- _REQUEST_
Rewrite all of the records below with "patterned scarf" changed to "striped shawl" wherever it occurs, keeping every other line and character the same.

- _THE RECORDS_

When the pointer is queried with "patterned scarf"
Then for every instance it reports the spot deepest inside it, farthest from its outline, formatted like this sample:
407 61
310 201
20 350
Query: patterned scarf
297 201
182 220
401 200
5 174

- _RESPONSE TO THIS EXERCISE_
When the pointer is queried with "striped shawl"
Then for every instance it reports the spot deepest inside it, farthest from its outline, formatted like this sample:
407 61
310 201
20 350
Query: striped shawl
297 201
182 220
401 200
5 174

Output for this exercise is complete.